Extract from the records below every line that contains the word "come".

┌─ THE RECORDS

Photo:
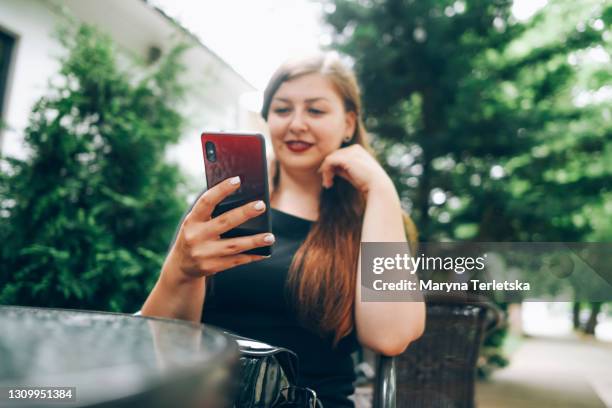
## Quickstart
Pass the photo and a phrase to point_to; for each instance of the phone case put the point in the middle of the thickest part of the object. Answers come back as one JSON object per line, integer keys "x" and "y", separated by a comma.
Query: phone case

└─
┌─ THE RECORDS

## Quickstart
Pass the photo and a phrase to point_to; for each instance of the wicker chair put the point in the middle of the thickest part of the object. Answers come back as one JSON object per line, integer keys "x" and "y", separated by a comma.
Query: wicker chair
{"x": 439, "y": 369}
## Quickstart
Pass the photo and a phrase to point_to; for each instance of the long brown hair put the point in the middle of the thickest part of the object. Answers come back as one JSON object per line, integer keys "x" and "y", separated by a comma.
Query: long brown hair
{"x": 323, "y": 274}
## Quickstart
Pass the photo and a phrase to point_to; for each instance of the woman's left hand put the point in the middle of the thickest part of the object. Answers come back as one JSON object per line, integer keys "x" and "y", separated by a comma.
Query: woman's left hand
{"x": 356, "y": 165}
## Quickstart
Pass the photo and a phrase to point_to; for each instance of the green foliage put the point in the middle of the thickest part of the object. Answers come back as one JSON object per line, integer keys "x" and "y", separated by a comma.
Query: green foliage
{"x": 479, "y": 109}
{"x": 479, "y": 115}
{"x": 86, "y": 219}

└─

- _PROBLEM SOLUTION_:
Pass the photo and a phrase to point_to; for each instance of the phone case put the point in the middle of the thickest part of the object. Answers come back as one JSON object per line, integer keys "x" and "y", separated by a comma.
Pass the photo and a phrase to point_to; for each instance of the wicker chair put the point in the middle of the thickest part of the object. Answers come back as one JSON object per line, integer keys "x" and "y", separated by a comma.
Pass the photo and a phrase to point_to; for each instance of the long brown hair put the point in the middle of the thickest part of the object. Answers come back as one JSON object per line, integer keys "x" and "y", separated by a comma.
Pass the photo and a phrase to point_to; for each instance of the woman's left hand put the point in the middle of the thickest part of the object. Answers come back as one JSON object per line, integer keys "x" and "y", separated by a comma.
Pass the photo and a phrase to point_to; for each instance of the green foliage put the point in the middle of the thickest part of the object. Answers come back as one JSON object per line, integer keys "x" and "y", separated by a comma.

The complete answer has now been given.